**TASK A**
Reproduce the stretch from "I am using the" through "ch difference." in the Docker troubleshooting thread below, word for word.

**SELECTION**
---+---
I have tested on Server Core and with GUI and same result.

Based on the other thread it likely wasn't this latest roll up or patch that had the breaking change... however I haven't been able to test on different patch versions. Also when I uninstalled this update the server was still broken, I noticed vmcompute.exe was an even earlier version in this case (after uninstall).

I am using the exact same process to deploy all of the servers so they are identical other than the working servers did not have the updates applied at build time.

Then I noticed the vmcomute.exe did have some changes between the versions.

we should test with this since it's a smaller image and straight from mcr... not that it makes that much difference.

docker run mcr.microsoft.com/windows/nanoserver:ltsc2022 ping localhost -r 5

also docker pull works fine, it's just run that times out.

This is the patch to install top test a repro...
---+---
(Pointing and labeling entries)
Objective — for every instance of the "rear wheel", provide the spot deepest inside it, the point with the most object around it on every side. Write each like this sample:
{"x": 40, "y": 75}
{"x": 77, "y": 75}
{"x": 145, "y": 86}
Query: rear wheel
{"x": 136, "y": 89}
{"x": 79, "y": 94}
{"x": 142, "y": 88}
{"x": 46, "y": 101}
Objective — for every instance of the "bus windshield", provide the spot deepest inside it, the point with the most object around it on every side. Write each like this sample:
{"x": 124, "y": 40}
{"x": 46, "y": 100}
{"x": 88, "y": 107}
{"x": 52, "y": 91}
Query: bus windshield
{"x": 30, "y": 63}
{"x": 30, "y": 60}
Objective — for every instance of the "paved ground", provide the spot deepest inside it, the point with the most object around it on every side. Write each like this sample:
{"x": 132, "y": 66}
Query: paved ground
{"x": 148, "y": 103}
---+---
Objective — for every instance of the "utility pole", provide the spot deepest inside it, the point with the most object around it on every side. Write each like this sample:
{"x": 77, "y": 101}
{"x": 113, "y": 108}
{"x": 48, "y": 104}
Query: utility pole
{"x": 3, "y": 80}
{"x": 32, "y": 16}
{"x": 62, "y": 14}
---+---
**TASK B**
Locate each line in the records above that contains the word "rear", and copy those lines out in full.

**WRITTEN SOLUTION A**
I am using the exact same process to deploy all of the servers so they are identical other than the working servers did not have the updates applied at build time.

Then I noticed the vmcomute.exe did have some changes between the versions.

we should test with this since it's a smaller image and straight from mcr... not that it makes that much difference.

**WRITTEN SOLUTION B**
Objective — for every instance of the "rear wheel", provide the spot deepest inside it, the point with the most object around it on every side. Write each like this sample:
Query: rear wheel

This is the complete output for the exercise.